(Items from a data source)
-- Opening Marker --

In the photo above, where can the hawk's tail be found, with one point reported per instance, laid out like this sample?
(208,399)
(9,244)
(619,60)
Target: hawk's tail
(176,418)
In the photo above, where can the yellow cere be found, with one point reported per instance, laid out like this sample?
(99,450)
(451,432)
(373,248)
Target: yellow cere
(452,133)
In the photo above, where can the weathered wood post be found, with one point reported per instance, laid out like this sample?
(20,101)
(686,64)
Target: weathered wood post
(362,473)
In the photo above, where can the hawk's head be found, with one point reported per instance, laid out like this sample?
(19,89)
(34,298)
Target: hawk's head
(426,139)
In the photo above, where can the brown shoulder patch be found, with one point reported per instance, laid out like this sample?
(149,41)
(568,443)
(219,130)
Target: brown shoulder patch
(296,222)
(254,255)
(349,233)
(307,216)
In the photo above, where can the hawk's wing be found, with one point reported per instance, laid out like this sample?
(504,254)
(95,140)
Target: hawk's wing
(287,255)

-- Closing Marker --
-- Opening Marker --

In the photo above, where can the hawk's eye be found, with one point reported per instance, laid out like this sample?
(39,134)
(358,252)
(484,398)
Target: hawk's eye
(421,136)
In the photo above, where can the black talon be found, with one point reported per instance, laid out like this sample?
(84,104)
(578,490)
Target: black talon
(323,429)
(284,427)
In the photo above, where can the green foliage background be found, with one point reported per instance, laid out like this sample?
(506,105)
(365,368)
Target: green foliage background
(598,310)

-- Closing Marker --

→ Work item: What is the number of lines in the records that contain the word "found"? Answer with the number and nothing else.

→ Reply to the exercise: 9